RECORDS SUPPLIED =
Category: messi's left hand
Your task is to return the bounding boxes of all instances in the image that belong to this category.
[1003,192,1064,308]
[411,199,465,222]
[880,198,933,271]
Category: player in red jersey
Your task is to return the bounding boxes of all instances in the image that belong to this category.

REQUIREMENT =
Write the whole listing out again. Keep every line exactly as it is.

ANSWER TO THIS EXERCISE =
Category: messi's left hand
Your task is to return the bounding boxes of all instances in the image that belong to this category.
[1003,192,1064,308]
[411,199,465,222]
[880,198,933,271]
Category: player in red jersey
Your task is to return the bounding boxes of all instances in the image that belong to this category.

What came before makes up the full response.